# The problem
In the items below, take the lines from the one containing "boot. Report pixel corners as JSON arrays." through the one containing "128, 256, 179]]", inclusive. Recast them as a JSON list of strings, one string per line, with blank lines left out.

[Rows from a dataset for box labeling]
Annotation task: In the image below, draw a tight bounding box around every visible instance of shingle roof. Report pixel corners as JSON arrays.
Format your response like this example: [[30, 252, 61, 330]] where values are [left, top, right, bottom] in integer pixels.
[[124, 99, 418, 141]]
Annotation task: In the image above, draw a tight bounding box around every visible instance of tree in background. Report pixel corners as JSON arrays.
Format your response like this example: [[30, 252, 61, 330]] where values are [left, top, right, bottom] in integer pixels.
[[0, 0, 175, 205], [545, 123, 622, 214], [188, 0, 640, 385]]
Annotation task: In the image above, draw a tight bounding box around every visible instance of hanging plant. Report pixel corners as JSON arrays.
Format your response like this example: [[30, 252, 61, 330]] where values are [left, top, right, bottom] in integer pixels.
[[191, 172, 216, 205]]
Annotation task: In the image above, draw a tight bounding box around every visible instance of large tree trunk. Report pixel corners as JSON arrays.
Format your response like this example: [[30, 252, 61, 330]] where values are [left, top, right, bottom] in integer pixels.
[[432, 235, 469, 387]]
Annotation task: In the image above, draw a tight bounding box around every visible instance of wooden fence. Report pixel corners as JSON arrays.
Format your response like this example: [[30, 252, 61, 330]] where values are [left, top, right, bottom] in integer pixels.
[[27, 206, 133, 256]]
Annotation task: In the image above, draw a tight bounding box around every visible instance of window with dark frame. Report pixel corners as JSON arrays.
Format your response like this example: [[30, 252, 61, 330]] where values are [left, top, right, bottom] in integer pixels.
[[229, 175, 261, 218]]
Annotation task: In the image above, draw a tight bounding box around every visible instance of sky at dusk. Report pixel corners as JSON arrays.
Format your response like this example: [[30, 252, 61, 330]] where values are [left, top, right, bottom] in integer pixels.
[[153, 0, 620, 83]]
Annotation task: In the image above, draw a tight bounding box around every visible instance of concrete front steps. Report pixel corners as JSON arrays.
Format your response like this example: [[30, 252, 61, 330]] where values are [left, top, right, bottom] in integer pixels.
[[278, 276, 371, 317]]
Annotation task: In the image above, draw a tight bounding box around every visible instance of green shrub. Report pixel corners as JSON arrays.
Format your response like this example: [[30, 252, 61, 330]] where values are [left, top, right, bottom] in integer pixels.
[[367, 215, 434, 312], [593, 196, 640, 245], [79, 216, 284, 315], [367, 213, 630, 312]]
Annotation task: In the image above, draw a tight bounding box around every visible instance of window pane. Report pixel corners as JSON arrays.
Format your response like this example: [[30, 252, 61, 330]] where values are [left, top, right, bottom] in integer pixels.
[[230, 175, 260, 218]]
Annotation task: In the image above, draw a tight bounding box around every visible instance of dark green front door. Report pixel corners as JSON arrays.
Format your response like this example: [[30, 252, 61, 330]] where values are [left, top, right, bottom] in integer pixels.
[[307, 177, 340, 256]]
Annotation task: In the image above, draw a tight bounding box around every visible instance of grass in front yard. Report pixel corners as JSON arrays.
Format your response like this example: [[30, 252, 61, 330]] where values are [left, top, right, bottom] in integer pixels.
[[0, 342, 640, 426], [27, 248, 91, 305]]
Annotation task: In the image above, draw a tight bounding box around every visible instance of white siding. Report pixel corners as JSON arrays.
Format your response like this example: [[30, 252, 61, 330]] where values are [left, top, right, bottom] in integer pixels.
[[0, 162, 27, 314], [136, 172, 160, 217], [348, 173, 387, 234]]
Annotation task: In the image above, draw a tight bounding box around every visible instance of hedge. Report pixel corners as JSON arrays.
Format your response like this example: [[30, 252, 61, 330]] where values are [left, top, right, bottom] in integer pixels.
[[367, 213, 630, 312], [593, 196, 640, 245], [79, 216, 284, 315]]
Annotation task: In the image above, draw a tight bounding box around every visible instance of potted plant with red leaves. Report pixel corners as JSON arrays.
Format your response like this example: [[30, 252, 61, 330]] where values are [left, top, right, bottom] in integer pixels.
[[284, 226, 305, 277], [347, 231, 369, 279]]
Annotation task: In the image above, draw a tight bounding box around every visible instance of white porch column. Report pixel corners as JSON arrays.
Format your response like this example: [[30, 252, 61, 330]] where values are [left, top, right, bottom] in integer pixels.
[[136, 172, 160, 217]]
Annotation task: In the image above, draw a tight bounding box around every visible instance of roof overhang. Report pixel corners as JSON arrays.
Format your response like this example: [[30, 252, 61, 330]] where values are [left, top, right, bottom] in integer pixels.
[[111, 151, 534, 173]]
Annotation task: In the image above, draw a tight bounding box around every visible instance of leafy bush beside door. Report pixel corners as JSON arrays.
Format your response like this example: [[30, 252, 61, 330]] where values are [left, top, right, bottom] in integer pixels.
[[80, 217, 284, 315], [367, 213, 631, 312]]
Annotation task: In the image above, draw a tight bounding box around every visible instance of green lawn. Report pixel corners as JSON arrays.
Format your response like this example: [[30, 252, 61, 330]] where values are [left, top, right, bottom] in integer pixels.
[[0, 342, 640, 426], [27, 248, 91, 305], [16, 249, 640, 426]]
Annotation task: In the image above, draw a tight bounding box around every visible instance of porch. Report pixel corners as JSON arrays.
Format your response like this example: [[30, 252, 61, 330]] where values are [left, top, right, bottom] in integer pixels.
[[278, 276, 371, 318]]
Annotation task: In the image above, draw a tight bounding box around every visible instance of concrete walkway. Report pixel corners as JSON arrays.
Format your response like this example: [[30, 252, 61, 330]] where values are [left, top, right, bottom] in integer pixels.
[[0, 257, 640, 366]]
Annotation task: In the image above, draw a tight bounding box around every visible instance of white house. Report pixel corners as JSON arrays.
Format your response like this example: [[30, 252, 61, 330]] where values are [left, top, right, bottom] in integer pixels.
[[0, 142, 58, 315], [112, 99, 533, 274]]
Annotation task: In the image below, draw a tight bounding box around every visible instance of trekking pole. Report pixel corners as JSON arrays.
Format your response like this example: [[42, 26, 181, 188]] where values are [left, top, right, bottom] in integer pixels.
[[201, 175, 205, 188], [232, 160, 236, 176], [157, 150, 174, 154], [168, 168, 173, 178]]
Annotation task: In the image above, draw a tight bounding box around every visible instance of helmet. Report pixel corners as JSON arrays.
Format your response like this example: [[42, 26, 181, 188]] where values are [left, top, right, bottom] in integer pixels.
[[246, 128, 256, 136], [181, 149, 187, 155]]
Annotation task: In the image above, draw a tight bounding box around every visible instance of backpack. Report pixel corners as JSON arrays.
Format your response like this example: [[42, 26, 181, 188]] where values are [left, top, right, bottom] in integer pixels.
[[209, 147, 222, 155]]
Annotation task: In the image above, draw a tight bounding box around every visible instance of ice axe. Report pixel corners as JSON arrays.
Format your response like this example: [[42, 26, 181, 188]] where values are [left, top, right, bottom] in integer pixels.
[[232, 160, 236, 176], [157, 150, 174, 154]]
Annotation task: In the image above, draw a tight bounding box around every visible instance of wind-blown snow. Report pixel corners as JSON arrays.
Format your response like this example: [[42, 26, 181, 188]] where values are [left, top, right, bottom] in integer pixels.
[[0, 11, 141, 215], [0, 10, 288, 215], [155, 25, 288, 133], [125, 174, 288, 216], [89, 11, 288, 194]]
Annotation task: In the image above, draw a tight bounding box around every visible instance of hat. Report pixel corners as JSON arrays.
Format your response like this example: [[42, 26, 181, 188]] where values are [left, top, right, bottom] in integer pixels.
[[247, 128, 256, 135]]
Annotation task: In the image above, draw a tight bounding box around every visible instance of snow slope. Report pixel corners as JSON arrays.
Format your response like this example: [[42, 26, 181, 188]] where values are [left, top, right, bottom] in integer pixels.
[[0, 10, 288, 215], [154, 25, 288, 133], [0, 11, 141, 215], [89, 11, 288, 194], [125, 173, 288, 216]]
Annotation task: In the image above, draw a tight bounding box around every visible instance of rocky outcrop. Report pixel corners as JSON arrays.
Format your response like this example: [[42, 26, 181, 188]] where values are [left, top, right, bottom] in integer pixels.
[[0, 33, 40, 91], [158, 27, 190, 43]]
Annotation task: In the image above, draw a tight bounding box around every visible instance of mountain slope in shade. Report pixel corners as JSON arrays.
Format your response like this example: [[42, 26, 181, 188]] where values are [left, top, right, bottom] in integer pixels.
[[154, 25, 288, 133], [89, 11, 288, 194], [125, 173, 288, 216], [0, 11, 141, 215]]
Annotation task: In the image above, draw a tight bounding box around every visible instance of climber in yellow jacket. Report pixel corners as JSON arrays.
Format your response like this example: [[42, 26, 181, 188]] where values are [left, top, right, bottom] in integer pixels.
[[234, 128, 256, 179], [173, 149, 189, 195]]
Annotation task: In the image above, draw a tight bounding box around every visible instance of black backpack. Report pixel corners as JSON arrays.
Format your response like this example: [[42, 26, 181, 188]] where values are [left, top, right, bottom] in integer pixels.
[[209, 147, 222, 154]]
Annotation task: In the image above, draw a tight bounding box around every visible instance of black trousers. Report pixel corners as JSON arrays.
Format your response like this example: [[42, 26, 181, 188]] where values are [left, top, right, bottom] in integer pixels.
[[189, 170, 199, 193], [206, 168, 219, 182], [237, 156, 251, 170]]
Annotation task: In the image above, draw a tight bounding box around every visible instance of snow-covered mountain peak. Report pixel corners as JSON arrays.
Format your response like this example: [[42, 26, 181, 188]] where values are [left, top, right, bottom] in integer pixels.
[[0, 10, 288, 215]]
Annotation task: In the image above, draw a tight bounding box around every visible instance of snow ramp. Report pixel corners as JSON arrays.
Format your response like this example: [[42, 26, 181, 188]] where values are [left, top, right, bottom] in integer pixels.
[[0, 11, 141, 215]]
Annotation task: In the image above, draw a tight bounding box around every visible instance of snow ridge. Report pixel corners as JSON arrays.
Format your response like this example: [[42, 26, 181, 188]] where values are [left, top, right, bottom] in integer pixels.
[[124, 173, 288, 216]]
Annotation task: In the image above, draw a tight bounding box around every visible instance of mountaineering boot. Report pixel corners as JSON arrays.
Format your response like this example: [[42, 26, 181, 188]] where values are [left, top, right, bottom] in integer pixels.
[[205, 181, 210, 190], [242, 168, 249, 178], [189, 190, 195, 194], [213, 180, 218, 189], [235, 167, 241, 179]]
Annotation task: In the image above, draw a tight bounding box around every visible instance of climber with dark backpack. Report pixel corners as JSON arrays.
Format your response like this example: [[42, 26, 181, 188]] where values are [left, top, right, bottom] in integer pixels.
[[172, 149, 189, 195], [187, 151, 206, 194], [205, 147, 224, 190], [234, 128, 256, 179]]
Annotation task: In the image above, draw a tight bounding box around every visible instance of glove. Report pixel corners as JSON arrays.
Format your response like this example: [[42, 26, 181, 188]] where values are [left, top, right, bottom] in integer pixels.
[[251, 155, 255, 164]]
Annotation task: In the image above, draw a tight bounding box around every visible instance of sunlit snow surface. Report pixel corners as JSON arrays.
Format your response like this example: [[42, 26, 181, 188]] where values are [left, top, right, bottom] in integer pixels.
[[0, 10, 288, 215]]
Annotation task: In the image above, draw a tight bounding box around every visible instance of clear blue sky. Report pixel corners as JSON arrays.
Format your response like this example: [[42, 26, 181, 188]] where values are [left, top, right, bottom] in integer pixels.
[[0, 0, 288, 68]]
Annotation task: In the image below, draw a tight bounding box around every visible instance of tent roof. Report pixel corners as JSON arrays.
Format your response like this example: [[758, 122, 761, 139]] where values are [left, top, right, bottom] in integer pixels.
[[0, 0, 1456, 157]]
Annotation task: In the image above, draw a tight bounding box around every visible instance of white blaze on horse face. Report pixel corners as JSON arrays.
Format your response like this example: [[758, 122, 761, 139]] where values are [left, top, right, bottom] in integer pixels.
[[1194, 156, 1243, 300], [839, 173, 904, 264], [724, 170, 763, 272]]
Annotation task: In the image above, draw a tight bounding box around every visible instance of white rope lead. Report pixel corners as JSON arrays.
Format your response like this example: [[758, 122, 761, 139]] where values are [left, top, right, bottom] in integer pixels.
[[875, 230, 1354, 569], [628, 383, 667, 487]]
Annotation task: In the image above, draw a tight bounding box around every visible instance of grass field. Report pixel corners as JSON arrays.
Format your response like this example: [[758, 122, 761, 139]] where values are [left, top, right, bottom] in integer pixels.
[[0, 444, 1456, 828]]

# Problem solution
[
  "Annotation task: In the image above, draw a tight bounding box around every visible instance of mountaineering boot. Report pixel corners as JSON arrays.",
  "Format your response like this example: [[42, 26, 181, 188]] where values are [left, top, right, bottom] in integer pixels.",
  "[[205, 181, 210, 190], [242, 168, 249, 178], [189, 190, 195, 194], [213, 180, 218, 189], [235, 167, 241, 179]]",
  "Annotation task: In the image above, draw a tight bounding box around every visible instance of climber with dark backpack. Report pixel corners as JSON arrays.",
  "Format your response like this example: [[42, 26, 181, 188]] where values are [left, top, right, bottom] in integer pixels.",
  "[[172, 149, 189, 195], [187, 151, 206, 194], [205, 147, 224, 190], [234, 128, 256, 179]]"
]